===== Reading passage
I started a new project this year, with my friend and colleague Wade Meyers. After playing a recital together last year, we realized that we not only worked well together musically, but that we shared a number of geeky interests. We decided to form The Argonath Duo to promote both live acoustic performances of music but also to present contemporary popular music alongside classical masterworks. We also decided to video blog about our experiences as performers and as fans to help create an audience and connect with people as passionate about music as we are.
I expected that this would be a fun outlet - a way to play regularly with a chamber partner, to be really geeky, and a good challenge for me to play anything that isn't strictly classical. What I didn't expect was that learning one wizard rock song would change my entire process for learning music and lead to a feeling shockingly close to creative fulfillment.
As we are both fans of Harry Potter, and I am a fan of web series and YouTube director Yulin Kuang, we decided to do a cover of the song "Horcruxes," written by wizard rocker Kirstyn Hippe, from the short film I Ship It. Wizard rock, by the way, is a genre of music that was created by Harry Potter fans - rock music with lyrics drawn from themes from the Harry Potter book series. There was no sheet music available, so I set out learning the song in a way that I've never learned a piece before: I sang.
I listened to the song over, and over again, and then I started singing along until I had it memorized. Only then did I pick up my violin. I would sing a line of text and then try to match my voice with my violin. Once I thought I had the whole song, I blasted it on my speakers and played along, listening carefully to match the singer's (actress Mary Kate Wiles) rhythms, inflections, and character.
==========
===== Data rows
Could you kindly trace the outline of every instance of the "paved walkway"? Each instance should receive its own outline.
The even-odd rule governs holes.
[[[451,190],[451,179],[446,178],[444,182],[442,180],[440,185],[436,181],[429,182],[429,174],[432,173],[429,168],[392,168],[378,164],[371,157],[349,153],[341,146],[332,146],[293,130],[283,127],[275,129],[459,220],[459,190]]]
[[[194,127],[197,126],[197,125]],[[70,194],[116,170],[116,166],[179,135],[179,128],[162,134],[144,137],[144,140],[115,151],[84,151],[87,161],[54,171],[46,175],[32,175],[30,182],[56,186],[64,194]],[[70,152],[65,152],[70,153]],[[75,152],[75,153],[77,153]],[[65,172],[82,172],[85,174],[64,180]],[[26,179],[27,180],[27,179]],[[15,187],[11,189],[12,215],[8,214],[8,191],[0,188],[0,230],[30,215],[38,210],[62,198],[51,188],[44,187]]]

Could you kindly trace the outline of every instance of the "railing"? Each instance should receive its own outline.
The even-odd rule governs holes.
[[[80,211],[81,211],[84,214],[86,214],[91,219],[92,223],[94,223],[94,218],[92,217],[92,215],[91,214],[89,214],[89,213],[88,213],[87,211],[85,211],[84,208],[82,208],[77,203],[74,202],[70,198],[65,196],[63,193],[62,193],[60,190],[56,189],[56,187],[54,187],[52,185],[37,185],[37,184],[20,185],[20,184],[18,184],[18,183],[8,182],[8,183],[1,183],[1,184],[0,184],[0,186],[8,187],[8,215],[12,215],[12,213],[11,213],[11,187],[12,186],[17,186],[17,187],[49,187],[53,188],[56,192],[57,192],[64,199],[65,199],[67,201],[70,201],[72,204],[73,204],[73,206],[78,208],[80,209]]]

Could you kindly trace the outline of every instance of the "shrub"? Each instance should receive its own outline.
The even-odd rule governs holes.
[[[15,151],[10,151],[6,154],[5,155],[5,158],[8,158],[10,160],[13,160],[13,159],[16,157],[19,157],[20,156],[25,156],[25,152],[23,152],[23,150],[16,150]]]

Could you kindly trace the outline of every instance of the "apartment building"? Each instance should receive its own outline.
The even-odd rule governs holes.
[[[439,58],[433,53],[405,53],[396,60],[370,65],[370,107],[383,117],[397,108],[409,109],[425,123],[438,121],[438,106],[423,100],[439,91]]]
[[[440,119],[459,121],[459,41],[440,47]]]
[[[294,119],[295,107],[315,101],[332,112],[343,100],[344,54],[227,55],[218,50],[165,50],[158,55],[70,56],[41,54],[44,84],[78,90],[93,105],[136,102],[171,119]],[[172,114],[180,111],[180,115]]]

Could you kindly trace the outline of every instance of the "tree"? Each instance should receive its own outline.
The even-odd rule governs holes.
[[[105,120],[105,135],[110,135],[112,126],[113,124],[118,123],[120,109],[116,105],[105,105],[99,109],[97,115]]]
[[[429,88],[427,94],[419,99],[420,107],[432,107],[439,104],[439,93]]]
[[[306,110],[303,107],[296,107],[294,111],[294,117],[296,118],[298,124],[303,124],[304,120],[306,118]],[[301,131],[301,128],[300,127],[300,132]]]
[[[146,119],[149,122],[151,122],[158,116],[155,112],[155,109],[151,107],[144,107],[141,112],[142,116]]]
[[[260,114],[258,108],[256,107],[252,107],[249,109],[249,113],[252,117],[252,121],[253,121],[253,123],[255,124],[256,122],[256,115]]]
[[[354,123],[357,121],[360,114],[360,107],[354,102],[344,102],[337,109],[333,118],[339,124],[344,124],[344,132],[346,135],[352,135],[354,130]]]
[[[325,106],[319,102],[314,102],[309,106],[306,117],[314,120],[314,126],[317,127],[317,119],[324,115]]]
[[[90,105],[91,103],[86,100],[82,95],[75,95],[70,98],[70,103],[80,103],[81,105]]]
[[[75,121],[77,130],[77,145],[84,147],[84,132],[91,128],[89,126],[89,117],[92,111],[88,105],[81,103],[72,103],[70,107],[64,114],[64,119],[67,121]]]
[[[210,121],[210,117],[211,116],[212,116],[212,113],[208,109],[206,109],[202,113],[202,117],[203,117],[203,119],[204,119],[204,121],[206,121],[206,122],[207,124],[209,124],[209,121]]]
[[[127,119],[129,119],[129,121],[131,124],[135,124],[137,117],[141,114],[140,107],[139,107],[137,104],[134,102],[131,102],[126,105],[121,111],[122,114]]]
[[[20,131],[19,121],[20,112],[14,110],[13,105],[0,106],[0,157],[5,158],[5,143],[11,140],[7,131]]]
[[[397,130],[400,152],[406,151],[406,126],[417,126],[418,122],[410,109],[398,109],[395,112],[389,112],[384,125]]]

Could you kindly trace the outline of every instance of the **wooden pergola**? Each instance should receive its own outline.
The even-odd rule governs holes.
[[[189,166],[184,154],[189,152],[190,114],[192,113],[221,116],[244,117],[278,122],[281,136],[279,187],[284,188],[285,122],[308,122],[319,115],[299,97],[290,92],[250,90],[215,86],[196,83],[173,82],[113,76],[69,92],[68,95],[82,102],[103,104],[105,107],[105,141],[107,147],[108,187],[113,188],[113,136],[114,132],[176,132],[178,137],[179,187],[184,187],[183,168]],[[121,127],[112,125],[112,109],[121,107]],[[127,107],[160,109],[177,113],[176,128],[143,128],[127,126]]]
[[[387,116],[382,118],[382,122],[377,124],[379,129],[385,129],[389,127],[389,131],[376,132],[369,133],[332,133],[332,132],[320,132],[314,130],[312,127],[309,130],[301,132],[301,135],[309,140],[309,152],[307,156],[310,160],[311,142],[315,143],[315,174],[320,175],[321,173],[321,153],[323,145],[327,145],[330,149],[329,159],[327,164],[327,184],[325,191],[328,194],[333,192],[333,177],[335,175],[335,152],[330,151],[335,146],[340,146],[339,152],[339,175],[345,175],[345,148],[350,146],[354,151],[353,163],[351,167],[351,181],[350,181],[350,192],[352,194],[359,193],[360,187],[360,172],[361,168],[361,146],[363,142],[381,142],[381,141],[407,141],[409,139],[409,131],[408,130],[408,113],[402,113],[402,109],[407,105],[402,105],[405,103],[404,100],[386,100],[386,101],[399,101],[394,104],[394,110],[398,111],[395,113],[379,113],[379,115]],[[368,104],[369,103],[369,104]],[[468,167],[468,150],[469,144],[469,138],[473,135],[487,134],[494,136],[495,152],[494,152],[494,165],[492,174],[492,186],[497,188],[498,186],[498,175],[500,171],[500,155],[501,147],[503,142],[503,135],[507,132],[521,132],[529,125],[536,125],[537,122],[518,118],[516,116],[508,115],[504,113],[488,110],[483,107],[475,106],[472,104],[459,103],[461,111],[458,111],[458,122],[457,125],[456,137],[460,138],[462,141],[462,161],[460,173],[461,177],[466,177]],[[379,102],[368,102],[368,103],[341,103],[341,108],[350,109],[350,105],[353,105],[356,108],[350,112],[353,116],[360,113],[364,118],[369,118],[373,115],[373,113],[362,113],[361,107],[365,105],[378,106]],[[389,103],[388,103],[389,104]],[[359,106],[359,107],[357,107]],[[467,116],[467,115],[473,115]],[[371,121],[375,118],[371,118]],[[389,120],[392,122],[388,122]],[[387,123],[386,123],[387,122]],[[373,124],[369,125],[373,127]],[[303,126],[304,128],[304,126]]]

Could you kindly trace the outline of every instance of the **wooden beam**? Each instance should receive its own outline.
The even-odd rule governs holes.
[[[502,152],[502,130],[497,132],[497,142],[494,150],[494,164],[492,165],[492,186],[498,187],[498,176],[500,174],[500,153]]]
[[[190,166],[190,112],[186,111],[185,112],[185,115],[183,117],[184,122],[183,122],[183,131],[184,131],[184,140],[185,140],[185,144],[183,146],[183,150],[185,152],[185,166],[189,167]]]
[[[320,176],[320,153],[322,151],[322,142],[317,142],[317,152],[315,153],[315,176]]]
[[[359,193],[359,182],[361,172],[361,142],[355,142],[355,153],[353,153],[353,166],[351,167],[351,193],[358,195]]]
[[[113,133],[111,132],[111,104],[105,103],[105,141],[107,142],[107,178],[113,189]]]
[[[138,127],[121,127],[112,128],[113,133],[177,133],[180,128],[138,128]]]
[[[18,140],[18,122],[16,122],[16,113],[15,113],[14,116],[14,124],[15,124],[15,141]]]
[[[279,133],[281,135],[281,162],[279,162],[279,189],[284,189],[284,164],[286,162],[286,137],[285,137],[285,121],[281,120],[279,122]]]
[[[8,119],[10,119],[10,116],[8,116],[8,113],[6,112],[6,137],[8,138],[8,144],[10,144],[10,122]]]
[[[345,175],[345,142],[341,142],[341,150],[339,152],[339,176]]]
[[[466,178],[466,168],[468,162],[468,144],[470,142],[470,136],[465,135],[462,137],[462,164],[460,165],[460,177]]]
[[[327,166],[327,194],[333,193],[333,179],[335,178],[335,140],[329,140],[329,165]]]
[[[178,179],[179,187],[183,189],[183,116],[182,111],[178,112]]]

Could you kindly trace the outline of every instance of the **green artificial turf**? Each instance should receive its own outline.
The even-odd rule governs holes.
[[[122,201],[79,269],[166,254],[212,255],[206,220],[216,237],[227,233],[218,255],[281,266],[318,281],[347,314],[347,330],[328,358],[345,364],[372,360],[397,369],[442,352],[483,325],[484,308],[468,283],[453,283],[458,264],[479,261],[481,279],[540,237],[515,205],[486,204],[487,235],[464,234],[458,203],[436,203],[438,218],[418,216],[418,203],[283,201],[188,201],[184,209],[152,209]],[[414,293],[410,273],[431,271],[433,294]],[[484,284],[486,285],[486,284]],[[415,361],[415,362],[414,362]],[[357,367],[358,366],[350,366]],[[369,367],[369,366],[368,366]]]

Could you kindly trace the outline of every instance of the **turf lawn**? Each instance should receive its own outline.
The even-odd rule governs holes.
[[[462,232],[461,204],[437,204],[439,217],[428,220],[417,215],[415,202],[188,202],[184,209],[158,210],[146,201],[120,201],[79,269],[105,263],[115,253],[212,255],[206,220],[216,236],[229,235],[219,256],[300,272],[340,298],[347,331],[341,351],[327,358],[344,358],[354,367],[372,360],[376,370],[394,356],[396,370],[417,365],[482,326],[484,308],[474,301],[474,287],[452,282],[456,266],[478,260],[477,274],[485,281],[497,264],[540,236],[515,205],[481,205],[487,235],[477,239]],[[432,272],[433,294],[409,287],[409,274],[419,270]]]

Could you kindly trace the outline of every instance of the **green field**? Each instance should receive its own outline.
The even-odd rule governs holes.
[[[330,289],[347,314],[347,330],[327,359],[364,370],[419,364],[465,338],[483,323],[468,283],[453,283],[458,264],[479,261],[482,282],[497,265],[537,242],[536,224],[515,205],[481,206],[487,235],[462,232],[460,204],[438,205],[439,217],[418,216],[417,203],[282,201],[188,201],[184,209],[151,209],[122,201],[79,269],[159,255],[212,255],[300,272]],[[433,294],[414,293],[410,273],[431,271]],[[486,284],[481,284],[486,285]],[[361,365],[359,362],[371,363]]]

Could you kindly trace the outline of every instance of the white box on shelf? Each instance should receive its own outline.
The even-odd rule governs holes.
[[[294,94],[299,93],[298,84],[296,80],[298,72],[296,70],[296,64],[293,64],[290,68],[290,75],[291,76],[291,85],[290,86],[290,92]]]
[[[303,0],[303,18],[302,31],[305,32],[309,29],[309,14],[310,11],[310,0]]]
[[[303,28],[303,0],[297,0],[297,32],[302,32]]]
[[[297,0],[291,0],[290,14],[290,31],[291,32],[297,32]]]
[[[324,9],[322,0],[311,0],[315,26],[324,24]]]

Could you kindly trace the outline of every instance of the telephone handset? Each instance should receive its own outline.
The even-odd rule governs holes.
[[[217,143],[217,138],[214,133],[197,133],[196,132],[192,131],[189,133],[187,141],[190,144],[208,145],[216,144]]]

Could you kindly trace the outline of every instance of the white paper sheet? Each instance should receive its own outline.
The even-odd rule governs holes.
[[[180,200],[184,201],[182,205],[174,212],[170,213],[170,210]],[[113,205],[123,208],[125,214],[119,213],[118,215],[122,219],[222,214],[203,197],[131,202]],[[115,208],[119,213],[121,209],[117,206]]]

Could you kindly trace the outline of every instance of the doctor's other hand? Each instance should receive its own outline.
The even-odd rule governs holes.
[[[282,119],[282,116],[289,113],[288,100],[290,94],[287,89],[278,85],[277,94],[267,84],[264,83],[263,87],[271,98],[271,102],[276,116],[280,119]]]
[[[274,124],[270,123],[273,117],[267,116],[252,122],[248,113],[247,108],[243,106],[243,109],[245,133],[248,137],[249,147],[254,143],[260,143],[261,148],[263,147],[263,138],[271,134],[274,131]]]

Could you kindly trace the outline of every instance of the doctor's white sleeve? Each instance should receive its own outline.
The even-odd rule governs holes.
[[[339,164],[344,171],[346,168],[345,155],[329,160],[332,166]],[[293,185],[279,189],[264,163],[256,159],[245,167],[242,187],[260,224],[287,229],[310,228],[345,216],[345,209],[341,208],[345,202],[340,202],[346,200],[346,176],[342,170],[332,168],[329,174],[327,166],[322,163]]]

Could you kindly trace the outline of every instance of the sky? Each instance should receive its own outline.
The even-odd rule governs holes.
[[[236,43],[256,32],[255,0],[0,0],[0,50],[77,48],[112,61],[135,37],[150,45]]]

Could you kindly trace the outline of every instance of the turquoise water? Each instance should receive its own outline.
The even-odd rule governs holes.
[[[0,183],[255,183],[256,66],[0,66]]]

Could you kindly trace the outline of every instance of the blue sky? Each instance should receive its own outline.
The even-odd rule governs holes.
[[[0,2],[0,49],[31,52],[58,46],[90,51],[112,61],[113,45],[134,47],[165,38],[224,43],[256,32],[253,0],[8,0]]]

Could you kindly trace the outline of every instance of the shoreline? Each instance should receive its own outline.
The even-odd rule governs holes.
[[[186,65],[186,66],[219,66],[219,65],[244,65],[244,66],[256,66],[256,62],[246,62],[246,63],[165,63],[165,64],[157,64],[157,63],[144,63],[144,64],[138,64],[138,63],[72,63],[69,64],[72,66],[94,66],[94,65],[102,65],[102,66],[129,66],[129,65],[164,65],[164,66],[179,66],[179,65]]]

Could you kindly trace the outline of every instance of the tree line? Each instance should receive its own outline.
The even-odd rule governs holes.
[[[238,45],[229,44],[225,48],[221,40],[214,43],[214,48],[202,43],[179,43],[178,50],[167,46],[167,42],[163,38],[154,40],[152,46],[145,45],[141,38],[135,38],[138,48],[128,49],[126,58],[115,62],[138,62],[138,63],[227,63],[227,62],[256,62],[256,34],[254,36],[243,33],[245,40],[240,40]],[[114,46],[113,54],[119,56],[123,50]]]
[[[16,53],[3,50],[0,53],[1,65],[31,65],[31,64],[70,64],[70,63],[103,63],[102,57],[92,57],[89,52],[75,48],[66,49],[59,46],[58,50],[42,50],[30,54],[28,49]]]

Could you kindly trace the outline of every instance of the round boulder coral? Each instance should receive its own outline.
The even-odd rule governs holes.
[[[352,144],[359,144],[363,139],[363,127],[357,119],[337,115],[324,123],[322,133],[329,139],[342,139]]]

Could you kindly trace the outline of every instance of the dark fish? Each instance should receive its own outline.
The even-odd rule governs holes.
==========
Transcribe the blog post about learning a wizard rock song from "I expected that" to "to creative fulfillment.".

Task response:
I expected that this would be a fun outlet - a way to play regularly with a chamber partner, to be really geeky, and a good challenge for me to play anything that isn't strictly classical. What I didn't expect was that learning one wizard rock song would change my entire process for learning music and lead to a feeling shockingly close to creative fulfillment.